◆ What you are asked to do:
Everything from the line with "Can you see the carved wooden" to the end of the data should be restated word for word, and nothing before it.

◆ Task material:
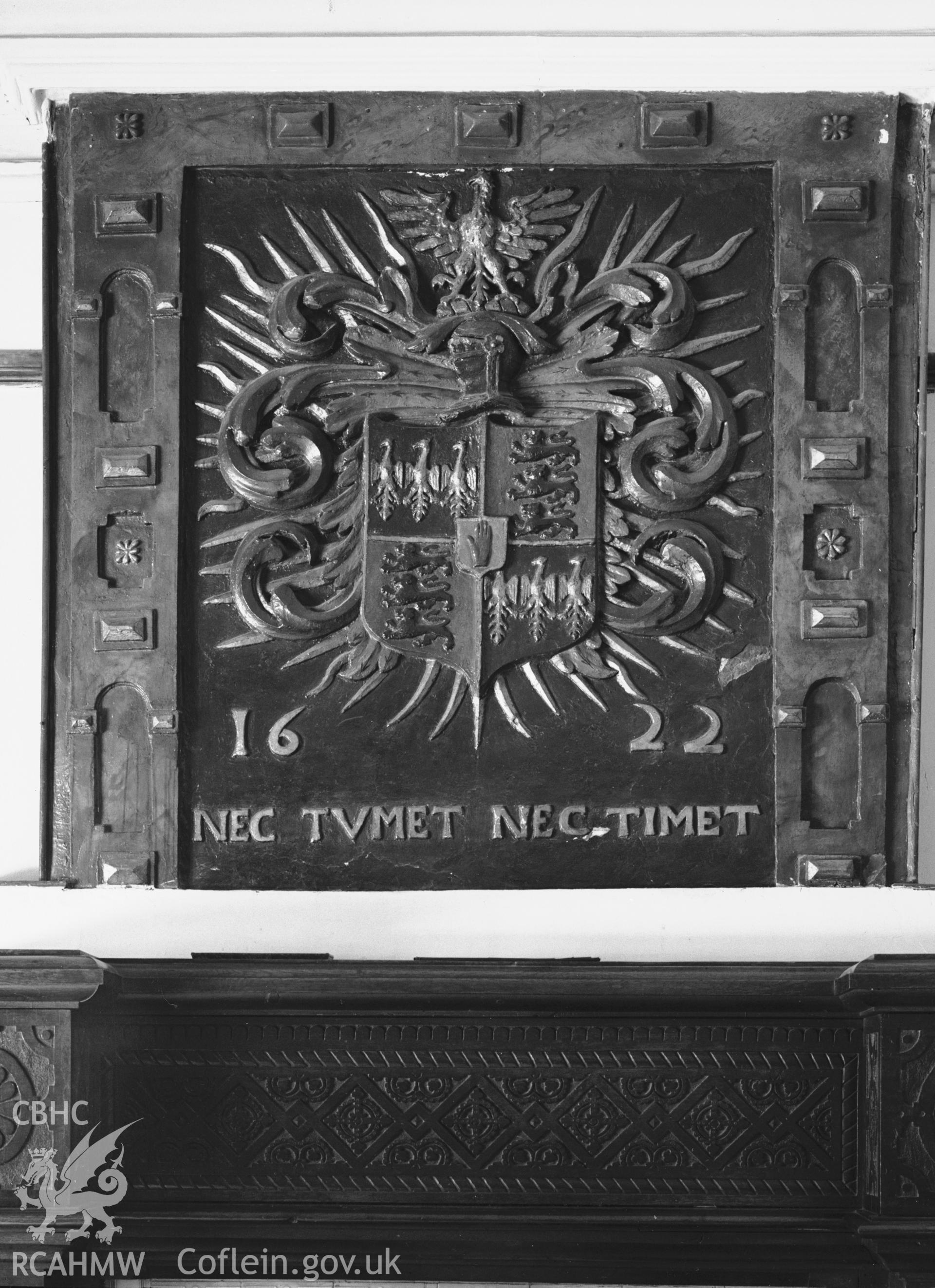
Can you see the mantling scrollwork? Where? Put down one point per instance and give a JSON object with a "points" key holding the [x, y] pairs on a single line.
{"points": [[360, 417]]}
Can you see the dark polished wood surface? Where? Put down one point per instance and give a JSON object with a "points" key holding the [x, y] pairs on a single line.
{"points": [[556, 1121]]}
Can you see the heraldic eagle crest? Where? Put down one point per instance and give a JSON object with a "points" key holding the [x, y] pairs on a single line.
{"points": [[496, 469]]}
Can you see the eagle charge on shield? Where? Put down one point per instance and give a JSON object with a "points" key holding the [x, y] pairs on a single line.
{"points": [[487, 469]]}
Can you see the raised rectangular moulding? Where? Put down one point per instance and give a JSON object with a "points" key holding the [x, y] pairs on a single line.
{"points": [[134, 215], [828, 870], [834, 619], [125, 467], [299, 125], [834, 457], [124, 629], [487, 125], [675, 125], [836, 201]]}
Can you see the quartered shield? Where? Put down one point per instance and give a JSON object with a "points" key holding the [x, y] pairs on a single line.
{"points": [[481, 541]]}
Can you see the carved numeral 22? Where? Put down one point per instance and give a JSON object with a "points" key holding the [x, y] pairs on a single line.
{"points": [[705, 745], [650, 741]]}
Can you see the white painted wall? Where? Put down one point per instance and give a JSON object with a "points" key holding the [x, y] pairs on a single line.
{"points": [[55, 47]]}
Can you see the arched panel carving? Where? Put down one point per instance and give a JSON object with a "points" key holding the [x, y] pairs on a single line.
{"points": [[834, 338], [128, 351], [123, 771], [831, 757]]}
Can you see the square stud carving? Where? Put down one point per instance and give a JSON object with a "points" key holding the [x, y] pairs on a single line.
{"points": [[834, 457], [487, 125], [125, 550], [125, 467], [831, 543], [834, 619], [299, 125], [123, 217], [836, 201], [874, 713], [792, 295], [117, 869], [675, 125], [124, 629]]}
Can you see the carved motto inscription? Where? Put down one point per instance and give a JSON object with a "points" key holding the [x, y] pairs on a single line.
{"points": [[482, 483]]}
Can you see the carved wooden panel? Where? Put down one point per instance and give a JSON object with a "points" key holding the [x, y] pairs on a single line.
{"points": [[513, 499], [748, 1122], [441, 1111]]}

◆ Task result:
Can you see the carved wooden panel? Where? Put down one point per instance and give a JSON object with a "points" key holding the [x, y] pairs on a single line.
{"points": [[513, 499], [748, 1122], [441, 1111]]}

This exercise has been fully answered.